## TAREFA A CUMPRIR
Pode transcrever literalmente um trecho do texto sobre a Reforma abaixo, começando em "Era uma estratégia" e seguindo até "Liga de Torgau."?

## TEXTO
Era uma estratégia para impedir o progresso da Reforma.
Os
príncipes protestantes ficaram alarmados com a decisão e reunidos decidiram
rejeitar o decreto. Diziam eles “que em questão de consciência a decisão da
maioria não significa nada”. As cidades que haviam abraçado a Reforma diziam
que o Império germânico desfrutava a paz devido ao Edito de Espira e que revoga-lo
perturbaria a Alemanha, e que a dieta não era competente para resolver a
questão, até que se reunisse um concílio.[2]
Foram
proferidas ameaças para intimidar os membros mais tímidos da Liga de Torgau.
Vinte e uma cidades livres aceitaram o decreto da dieta, quatorze resistiram
heroicamente. Os príncipes protestantes conservaram-se firmes e a lembrança de
sua conduta nobre gerou naquele dia o glorioso nome de “protestantes”.
A
enorme sala do palácio imperial que abrigava os membros da dieta, o Eleitor
Frederico, em nome de toda a Liga, pronunciou as seguintes palavras:
- “nobres
senhores, primos, tios e amigos. Reunidos aqui atendendo ao apelo do Imperador,
buscando os grandes interesses do Estado e do cristianismo, temos compreendido
que os decretos da dieta de Espira devem ser ab-rogados e que há o desejo de
substitui-los por perigosas restrições. Entretanto, o rei Fernando havia
prometido, em nome do Imperador, fidelidade inviolável aquele Edito, como nós
nos esforçamos para mantê-lo. Não podemos, por conseguinte, permitir que ele seja
revogado. Em primeiro lugar porque sua majestade imperial tem interesse em
fazer executar um decreto emanado por sua própria autoridade. Em segundo lugar
porque estão envolvidas nele a glória de Deus do Rei dos reis, e a salvação das
almas.

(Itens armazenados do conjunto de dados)

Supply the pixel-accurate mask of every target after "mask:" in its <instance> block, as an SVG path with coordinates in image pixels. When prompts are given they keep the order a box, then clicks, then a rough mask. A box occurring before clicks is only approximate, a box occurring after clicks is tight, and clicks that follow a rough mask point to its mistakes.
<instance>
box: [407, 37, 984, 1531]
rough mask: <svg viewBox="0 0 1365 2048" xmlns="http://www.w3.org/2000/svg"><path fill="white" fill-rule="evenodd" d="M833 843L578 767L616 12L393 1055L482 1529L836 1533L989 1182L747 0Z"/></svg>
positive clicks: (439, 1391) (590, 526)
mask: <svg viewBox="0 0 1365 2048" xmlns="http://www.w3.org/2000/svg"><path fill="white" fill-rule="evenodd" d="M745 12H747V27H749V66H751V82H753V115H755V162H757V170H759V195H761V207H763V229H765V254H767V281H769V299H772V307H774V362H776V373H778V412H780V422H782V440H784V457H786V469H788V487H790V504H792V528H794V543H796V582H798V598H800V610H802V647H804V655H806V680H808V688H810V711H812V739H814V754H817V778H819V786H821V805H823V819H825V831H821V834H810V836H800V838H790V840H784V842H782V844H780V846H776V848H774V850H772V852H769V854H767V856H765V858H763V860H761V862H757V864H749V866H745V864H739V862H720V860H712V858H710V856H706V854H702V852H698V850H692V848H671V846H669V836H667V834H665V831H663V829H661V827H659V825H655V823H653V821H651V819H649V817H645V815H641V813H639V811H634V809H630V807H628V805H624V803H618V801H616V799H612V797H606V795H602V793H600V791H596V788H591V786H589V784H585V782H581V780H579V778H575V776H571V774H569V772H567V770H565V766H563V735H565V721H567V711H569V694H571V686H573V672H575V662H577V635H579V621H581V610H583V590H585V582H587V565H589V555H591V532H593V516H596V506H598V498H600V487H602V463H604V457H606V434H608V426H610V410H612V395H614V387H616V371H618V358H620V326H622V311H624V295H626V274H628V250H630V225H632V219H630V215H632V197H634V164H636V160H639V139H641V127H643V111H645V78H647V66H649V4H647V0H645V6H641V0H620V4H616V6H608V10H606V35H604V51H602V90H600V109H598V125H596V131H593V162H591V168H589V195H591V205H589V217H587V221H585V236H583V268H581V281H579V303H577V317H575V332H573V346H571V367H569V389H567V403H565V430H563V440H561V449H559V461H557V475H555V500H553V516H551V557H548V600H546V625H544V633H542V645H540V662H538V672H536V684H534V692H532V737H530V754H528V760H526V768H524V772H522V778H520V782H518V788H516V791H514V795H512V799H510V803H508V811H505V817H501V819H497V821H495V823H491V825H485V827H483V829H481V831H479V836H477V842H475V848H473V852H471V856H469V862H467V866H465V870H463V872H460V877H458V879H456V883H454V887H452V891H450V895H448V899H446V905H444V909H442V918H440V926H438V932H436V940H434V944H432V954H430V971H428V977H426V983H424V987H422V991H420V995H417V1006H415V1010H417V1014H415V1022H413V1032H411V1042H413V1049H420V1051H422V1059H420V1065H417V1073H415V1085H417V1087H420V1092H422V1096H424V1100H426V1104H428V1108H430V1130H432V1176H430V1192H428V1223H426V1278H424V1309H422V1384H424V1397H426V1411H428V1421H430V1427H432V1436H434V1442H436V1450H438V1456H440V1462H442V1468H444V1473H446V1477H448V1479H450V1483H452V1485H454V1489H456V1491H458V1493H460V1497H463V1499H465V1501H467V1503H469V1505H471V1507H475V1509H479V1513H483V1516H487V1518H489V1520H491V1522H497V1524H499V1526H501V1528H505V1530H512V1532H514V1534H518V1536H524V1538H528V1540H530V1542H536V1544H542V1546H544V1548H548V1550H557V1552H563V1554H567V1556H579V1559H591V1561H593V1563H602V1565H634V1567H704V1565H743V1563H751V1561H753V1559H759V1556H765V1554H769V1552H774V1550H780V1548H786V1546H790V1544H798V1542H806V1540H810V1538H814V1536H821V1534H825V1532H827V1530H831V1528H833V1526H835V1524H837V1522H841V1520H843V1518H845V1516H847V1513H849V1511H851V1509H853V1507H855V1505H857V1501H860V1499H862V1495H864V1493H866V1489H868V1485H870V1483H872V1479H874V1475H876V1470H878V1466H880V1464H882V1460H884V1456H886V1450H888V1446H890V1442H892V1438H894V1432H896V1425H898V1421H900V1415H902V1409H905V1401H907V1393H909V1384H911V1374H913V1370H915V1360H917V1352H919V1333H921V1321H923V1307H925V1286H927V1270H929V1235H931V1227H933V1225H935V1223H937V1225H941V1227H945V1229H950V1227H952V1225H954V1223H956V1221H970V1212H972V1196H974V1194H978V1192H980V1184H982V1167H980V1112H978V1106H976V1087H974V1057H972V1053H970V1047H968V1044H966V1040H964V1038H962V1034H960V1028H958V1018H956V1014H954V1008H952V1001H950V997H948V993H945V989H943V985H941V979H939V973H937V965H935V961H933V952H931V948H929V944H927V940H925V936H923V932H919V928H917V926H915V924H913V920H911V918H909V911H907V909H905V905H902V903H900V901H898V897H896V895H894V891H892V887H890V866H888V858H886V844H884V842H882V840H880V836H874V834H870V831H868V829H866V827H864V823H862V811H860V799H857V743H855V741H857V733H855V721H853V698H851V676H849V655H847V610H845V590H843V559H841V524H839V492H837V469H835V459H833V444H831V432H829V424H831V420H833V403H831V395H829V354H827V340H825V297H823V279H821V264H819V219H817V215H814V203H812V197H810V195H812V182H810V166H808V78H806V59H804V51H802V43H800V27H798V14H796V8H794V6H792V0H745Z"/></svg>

## RESULTADO DA TAREFA
Era uma estratégia para impedir o progresso da Reforma.
Os
príncipes protestantes ficaram alarmados com a decisão e reunidos decidiram
rejeitar o decreto. Diziam eles “que em questão de consciência a decisão da
maioria não significa nada”. As cidades que haviam abraçado a Reforma diziam
que o Império germânico desfrutava a paz devido ao Edito de Espira e que revoga-lo
perturbaria a Alemanha, e que a dieta não era competente para resolver a
questão, até que se reunisse um concílio.[2]
Foram
proferidas ameaças para intimidar os membros mais tímidos da Liga de Torgau.